Short exercise 1 — In the records, copy out every line from the one containing "Target: woman's eyelashes" through the one containing "column 679, row 167", both included, with no changes.

─── Passage shown ───

Speech processing systems of this type, so-called LPC vocoders, afford a
substantial reduction in redundance in the digital transmission of voice
signals. They are becoming increasingly popular and are the subject of
numerous publications, representative examples of which include:
B. S. Atal and S. L. Hanauer, Journal Acoust. Soc. A., 50, pp. 637-655,
1971;
R. W. Schafer and L. R. Rabiner, Proc. IEEE, Vol. 63, No. 4, pp. 662-667,
1975;
L. R. Rabiner et al., Trans. Acoustics, Speech and Signal Proc., Vol. 24,
No. 5, pp. 399-418, 1976;
B. Gold. IEEE Vol. 65, No. 12, pp. 1636-1658, 1977;
A. Kurematsu et al., Proc. IEEE, ICASSP, Washington 1979, pp. 69-72;
S. Horwath, "LPC-Vocoders, State of Development and Outlook", Collected
Volume of Symposium Papers "War in the Ether", No. XVII, Bern 1978;
U.S. Pat. Nos.: 3,624,302--3,361,520--3,909,533--4,230,905.
Presently known and available LPC vocoders do not operate in a fully
satisfactory manner. Even though the speech that is synthesized after
analysis is in most cases relatively comprehensible, it is distorted and
sounds artificial. A principle cause of this condition, among others, is
the difficulty in deciding with adequate security whether a voiced or
unvoiced speech section is present. Further causes are the inadequate
determination of the pitch period and the inaccurate determination of the
sound forming filter parameters.
The present invention is primarily concerned with the first of these
difficulties and has as its object the improvement of a digital speech
synthesizing process and system of the previously described type, to
provide a correct and secure voiced/unvoiced decision and thus an
improvement in the quality of synthesized speech.
A series of decision criteria are used for the voiced/unvoiced
classification and are applied individually or partly in combination.
Conventional criteria include, for example, the energy of the speech
signal, the number of zero transitions of the signal within a given period
of time, the standardized residual error energy, i.e. the ratio of the
energy of the prediction error signal to that of the speech signal, and
the magnitude.of the second maximum of the autocorrelation function of the
speech signal or of the prediction error signal. It is also customary to
effect a transverse comparison with one or several adjacent speech
sections. A clear and comparative representation of the most important
classification criteria and methods can be found, for example, in the
aforecited reference by L. R. Rabiner et al.

─── Data for processing ───

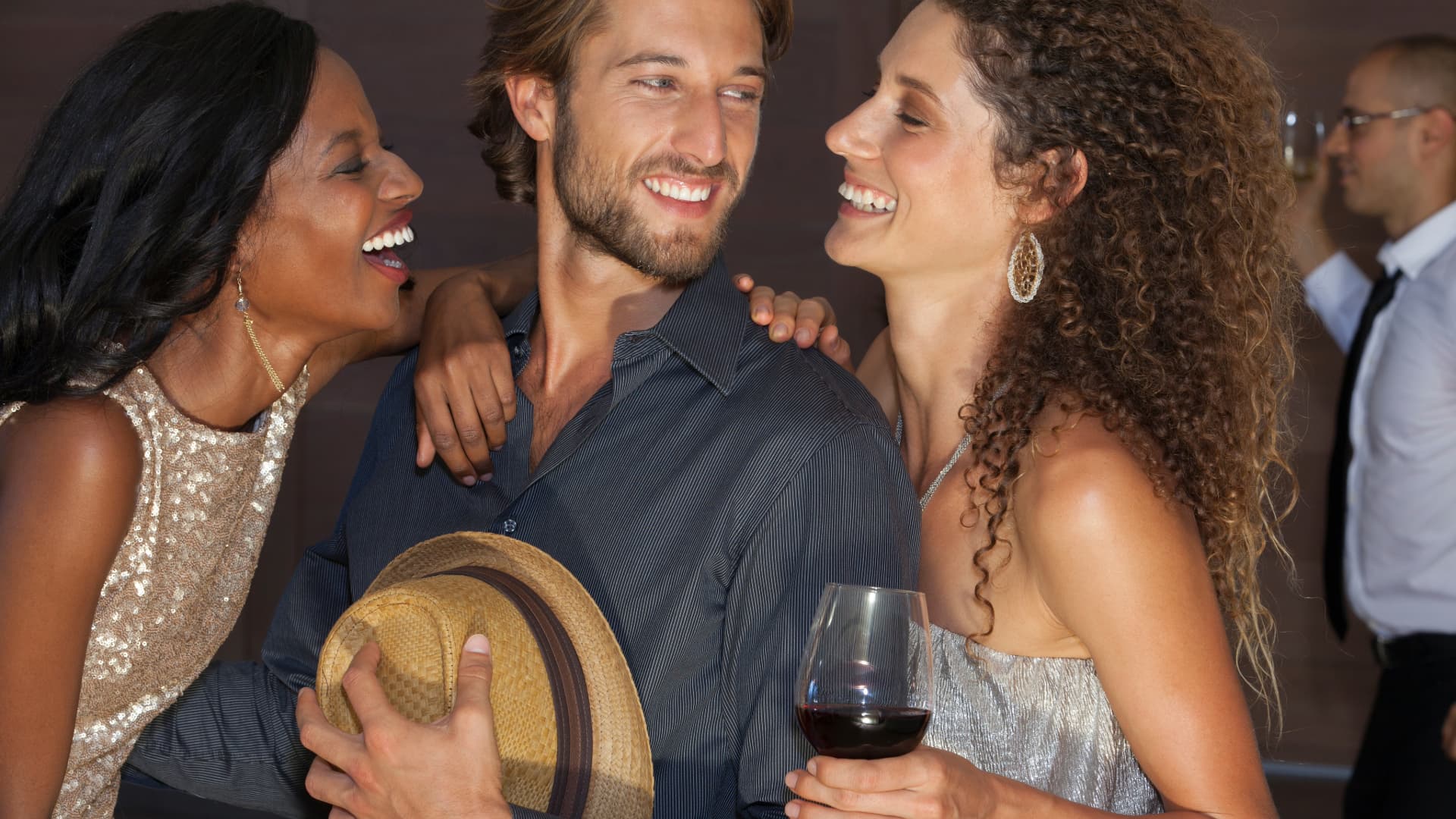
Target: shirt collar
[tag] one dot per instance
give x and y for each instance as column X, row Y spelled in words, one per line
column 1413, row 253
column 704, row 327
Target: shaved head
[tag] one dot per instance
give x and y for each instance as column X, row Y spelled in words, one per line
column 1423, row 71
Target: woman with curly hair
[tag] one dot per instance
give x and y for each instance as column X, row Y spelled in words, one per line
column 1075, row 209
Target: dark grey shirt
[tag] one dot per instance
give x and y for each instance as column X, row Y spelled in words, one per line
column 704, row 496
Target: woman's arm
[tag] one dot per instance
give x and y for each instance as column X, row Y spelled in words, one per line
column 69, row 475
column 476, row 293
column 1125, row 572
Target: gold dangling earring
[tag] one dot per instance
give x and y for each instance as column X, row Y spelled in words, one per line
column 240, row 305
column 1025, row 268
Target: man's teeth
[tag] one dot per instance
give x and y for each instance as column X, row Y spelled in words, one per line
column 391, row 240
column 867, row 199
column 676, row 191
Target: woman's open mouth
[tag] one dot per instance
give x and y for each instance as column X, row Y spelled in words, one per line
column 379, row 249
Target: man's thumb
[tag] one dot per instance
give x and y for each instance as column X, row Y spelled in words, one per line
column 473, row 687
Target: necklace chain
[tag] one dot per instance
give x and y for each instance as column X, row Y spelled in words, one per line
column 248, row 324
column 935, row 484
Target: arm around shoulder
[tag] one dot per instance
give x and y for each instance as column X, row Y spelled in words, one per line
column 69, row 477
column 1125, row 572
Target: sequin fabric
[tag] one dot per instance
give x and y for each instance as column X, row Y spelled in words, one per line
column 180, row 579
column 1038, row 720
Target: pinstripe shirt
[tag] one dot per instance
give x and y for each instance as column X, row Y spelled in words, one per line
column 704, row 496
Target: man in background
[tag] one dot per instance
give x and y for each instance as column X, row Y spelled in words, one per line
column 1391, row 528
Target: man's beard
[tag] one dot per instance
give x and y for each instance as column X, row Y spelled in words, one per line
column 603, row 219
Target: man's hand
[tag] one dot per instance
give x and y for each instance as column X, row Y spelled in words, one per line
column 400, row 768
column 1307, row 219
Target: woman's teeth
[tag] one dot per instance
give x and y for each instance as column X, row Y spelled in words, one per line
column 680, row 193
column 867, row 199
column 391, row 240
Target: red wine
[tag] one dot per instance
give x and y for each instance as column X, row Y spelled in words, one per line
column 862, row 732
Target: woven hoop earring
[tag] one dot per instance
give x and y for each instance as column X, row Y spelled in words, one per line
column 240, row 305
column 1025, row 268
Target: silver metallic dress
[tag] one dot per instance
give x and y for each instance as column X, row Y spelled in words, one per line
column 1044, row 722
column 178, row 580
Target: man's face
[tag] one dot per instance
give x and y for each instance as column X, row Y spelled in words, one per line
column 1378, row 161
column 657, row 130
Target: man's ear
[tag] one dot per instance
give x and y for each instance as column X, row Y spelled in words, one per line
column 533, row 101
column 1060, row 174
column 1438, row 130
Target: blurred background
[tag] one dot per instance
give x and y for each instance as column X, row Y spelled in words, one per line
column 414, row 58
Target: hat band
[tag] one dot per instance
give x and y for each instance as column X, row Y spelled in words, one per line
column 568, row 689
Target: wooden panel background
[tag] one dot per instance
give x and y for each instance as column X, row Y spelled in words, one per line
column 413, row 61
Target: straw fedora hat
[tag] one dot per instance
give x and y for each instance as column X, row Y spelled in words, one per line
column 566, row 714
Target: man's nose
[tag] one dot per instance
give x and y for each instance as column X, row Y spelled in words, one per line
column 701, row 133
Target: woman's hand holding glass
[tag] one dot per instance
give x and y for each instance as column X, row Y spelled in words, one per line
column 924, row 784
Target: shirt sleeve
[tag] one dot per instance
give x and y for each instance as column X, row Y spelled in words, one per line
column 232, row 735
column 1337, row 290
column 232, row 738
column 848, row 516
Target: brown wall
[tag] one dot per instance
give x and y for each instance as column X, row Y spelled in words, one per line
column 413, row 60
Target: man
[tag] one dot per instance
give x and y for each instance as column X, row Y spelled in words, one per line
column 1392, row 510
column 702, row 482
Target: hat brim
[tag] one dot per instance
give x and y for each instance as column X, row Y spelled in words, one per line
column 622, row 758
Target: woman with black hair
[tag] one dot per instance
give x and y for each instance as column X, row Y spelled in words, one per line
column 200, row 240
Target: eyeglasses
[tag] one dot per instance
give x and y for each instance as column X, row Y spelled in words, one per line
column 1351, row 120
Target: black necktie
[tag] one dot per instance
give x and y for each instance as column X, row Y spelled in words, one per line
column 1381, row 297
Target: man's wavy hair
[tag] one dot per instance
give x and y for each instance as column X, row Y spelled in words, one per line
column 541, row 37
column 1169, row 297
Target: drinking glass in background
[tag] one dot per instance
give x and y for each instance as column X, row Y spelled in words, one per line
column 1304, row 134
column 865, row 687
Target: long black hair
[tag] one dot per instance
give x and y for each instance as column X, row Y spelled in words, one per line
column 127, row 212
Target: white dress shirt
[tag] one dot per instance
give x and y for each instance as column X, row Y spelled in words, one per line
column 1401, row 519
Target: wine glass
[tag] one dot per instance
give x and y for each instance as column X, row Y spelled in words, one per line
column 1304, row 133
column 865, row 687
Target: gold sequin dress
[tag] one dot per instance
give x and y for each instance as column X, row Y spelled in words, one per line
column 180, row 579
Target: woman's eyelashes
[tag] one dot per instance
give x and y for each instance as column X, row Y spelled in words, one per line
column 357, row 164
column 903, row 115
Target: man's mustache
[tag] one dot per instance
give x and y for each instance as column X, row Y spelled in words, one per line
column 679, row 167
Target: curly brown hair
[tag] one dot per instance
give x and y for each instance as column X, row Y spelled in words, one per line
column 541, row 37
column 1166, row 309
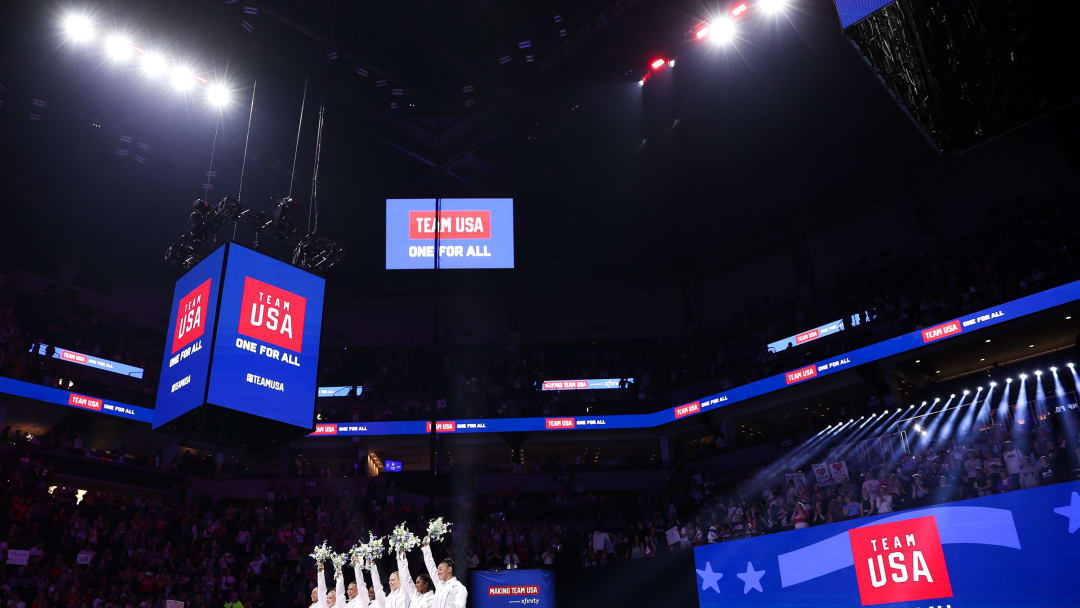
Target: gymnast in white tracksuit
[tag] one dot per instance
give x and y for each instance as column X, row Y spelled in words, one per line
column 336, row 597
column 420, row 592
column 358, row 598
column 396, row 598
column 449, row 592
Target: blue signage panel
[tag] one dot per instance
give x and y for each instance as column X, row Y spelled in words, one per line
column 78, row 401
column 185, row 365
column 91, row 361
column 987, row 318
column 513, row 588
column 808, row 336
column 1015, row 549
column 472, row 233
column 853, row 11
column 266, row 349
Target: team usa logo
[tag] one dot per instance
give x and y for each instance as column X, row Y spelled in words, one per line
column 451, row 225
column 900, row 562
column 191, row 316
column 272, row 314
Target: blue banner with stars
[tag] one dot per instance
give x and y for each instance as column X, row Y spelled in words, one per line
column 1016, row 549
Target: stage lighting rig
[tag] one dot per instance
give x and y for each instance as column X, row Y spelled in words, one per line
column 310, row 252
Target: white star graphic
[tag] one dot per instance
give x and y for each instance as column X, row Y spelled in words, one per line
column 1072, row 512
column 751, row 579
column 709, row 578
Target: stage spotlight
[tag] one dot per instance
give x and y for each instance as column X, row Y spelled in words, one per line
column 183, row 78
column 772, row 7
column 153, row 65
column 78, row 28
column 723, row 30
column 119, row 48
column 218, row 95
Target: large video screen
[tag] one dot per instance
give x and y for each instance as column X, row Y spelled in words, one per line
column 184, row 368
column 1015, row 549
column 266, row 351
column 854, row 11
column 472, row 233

───

Short exercise 2 — What does the LPC vocoder passage give as a principal cause of synthesized speech sounding distorted and artificial?

Task output 1 —
Target: woman's eyelashes
[tag] one dot per instance
give x and y for each instance as column X, row Y spelled in words, one per line
column 357, row 164
column 903, row 115
Target: man's mustache
[tag] one dot per instance
give x and y for each instance as column X, row Y spelled in words, one per line
column 679, row 167

Task output 2 — The difficulty of deciding with adequate security whether a voiced or unvoiced speech section is present.